= Consigne =
Poursuivez le texte sur le programme économique et social d'Emmanuel Macron à partir de sa dernière phrase.

= Texte =
########
Il se targue d’être « le candidat du travail », mais dévoile les orientations de son programme au compte-gouttes. Selon l’ex-ministre, le modèle du salariat et la protection sociale qui en découle sont derrière nous. Que veut-il exactement? On fait le point.
Le « candidat du travail »: c’est ainsi qu’Emmanuel Macron s’est présenté lors de son premier meeting, le 10 décembre à Paris. L’occasion pour le fondateur du mouvement En Marche! d’esquisser devant plusieurs milliers de personnes (15 000 selon les organisateurs) son programme économique et social dont beaucoup de points restent cependant à préciser.
L’ancien ministre de l’Économie avait déjà commencé à présenter quelques-uns de ses axes de travail dans son ouvrage Révolution, paru le 24 novembre. Le candidat ne cache pas son désir de bâtir une forme de « troisième voie ». Comment? Les ressorts sont assez classiques: une plus grande flexibilité du marché du travail, une baisse des cotisations des entreprises, mais aussi une réforme de fond de l’assurance chômage. Revue de détails.
Revoir le modèle social à l’ère post-salariale
Le message est fort. Emmanuel Macron estime dans son livre que la France doit « changer de logique profonde et refonder (ses) manières de penser, d’agir et de progresser. »Aux yeux du candidat: « les protections corporatistes doivent laisser la place aux sécurités individuelles ».
########
= Extraits de lignes =

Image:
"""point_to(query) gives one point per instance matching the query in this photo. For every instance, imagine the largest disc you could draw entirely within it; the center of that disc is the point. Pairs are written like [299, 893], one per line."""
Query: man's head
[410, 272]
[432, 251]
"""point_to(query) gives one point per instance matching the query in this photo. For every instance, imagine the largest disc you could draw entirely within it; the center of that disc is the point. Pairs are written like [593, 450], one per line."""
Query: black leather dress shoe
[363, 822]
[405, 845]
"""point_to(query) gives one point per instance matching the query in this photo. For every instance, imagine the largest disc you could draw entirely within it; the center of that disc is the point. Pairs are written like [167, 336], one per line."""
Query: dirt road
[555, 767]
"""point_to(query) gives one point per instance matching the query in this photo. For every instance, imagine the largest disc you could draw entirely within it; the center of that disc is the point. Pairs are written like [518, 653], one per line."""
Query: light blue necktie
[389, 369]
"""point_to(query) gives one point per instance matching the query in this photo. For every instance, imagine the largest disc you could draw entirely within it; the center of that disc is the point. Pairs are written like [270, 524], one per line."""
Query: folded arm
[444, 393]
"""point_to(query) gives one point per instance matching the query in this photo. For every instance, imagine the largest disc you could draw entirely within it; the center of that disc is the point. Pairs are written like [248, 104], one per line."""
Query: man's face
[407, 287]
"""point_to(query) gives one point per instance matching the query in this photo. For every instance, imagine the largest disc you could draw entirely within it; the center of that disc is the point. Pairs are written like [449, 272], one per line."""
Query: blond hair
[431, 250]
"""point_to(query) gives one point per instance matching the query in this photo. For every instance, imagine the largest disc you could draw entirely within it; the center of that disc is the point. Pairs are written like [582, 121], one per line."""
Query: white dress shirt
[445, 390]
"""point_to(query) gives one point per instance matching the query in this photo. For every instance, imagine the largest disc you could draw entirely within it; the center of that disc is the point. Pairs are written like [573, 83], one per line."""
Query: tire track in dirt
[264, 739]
########
= Votre réponse =
Le consensus de 1945 forgé par le CNR (Conseil national de la résistance) a donné naissance à une protection sociale « autour d’un principe: la société doit protéger face à la maladie, la vieillesse et les accidents du travail seulement celui qui a un emploi.Cette protection diffère selon le statut et le secteur, et parfois selon le métier », rappelle-t-il.« Cependant, ils ne soupçonnaient pas l’émergence d’une société du changement rapide et brutal, de la désindustrialisation, et donc de la précarité. Ils n’imaginaient pas que le chômage concernerait un jour 10% des actifs. Ils ne pouvaient concevoirla fragmentation du monde du travail, la montée en puissance de l’intérim et d’un système, en un mot, post-salarial.La réalité c’est que notre protection sociale ne protège plus une part croissante de nos concitoyens. »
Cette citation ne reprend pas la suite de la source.